* [DIRECTIVES]:
**a.** In the SQL Server Q&A transcript, why does Erik Darling say to watch for other jobs when a disabled SQL Agent job still runs on schedule? Answer in one to three sentences.
**b.** Which Microsoft stored procedure does Erik Darling recommend looking at in the SQL Server Q&A transcript?
**c.** Carry on writing the SQL Server Q&A transcript from the point where it stops.
##### TEXT PROVIDED
Erik Darling: I have another question here from Tammy that I don’t have an answer to. “I’m looking for a way to differentiate SQL users without logins versus orphaned SQL users.” Don’t know. I’ve never had to do that. Couldn’t tell you.

Richie Rump: [Inaudible] using T-SQL, are those users that are in the database but not attached to the server?

Erik Darling: Something like that, yeah.

Richie Rump: I used to have a script way back when, in a galaxy far, far away that kind of identified those and deleted them.

Erik Darling: Oh.

Richie Rump: I don’t think I’ve got them. Because that typically happens when you do a backup and restore from one database to another.

Erik Darling: Right. You know what, that jogged something in my mind… Is that what it is? Oh yeah. So there’s a Microsoft stored procedure that can, maybe the code in there can lead you in the right direction. It’s called sp_help_revlogin. I’ll stick the link to it in chat for everyone if they want it.

Richie Rump: If he could figure out how to paste things from the…

Erik Darling: Control V is hard. Yeah, that’s the best advice I have for you. Check out the code in there, it might get you somewhere on the way.

 

Erik Darling: “In SQL Server 2014 the DAC port seems to be completely random to me. How can I fix the port to a specific one, especially with multiple instances on a machine?” I don’t believe you can. I don’t believe that is a configurable option. I think the remote DAC just shows up, my question would be, does the SQL Server port also always the same? Richie, anything good? See any good questions in there that you want to throw out?

Richie Rump: I think they’re all great questions.

Erik Darling: No you don’t. You’re lying.

Richie Rump: Our viewers do not ask poor questions. They’re all wonderful, just like they are. Unlike yourself, Erik.

Erik Darling: Unlike me, unlike me.

 

Erik Darling: We’re just going to keep going on down the line then. “I have a few SQL agent jobs that are disabled but ran as scheduled anyway. MS db sysjobs shows these jobs as enabled = 0. Do the schedules on these jobs need to be disabled as well?” If they’re maintenance plans, I believe so. Also, sometimes you can chain jobs and some SQL agent jobs can call other SQL agent jobs. So I would be on the lookout for that as well.

Richie Rump: Chain-smoking jobs? Is that what you’re…?

Erik Darling: Yes, chain smoking, but we don’t know what. Could be anything. Hopefully legal.
##########
##### RECORDS
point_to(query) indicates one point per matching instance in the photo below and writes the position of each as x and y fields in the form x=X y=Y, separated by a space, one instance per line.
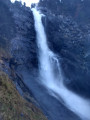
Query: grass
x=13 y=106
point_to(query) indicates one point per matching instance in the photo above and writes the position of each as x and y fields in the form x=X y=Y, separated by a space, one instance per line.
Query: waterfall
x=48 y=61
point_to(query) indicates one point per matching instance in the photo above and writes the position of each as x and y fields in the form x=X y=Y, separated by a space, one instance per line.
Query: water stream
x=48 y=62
##########
##### RECORDS
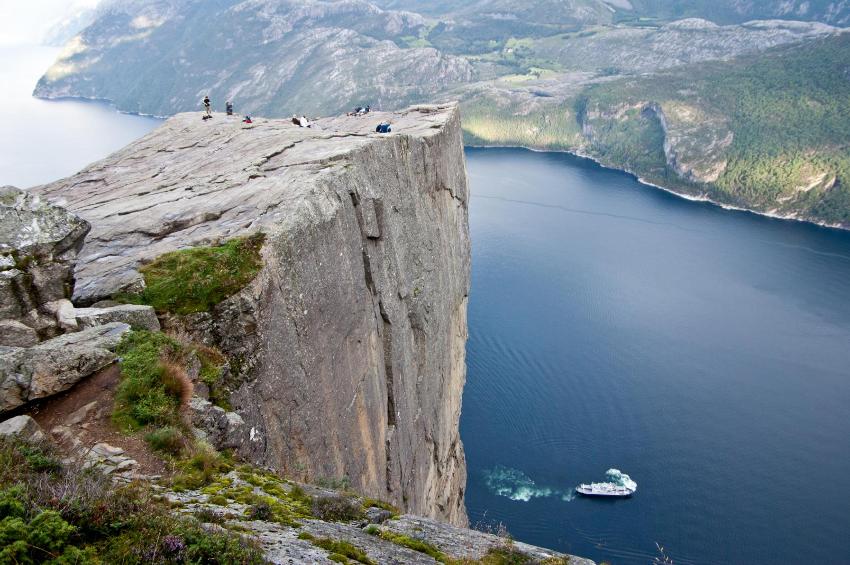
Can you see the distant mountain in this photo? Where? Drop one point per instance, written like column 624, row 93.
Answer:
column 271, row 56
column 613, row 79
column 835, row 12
##########
* [RESPONSES PER TASK]:
**a.** SQL Agent jobs can be chained, so one job can call another. A disabled job might therefore still be started by a different job, and that is worth checking.

**b.** sp_help_revlogin

**c.**
Erik Darling: Fellow human asks, “When migrating from SQL Server 2008 R2 to 2014, should the flag 4199 be enabled globally or not?” Well, that trace flag contains a lot of optimizer fixes, whether you’re running into issues where those fixes apply is heavily workload dependent. There’s not really a good yes or no answer for that off the bat. The best thing I can tell you to do is setup a 2014 test server. Try your queries with the trace flag on and trace flag off. Microsoft is changing a bit how that trace flag works where it’s just going to bucket optimizer fixes up to current on different versions. So 4199 actually contains different sets of fixes between versions. It’s just a bucketizer trace flag now for optimizer fixes or changes. It’s not like the steady set of fixes and changes that it was prior to 2014. The other thing that you’re going to have to take a good, careful look at is if the new cardinality estimator is helping or hurting your queries. So make sure that you test both things in conjunction. Make sure you’re not getting something weird because of the new cardinality estimator. Make sure you’re not getting something weird because of 4199. You have your work cut out for you. That’s a tall order of testing depending on how much code your application generates.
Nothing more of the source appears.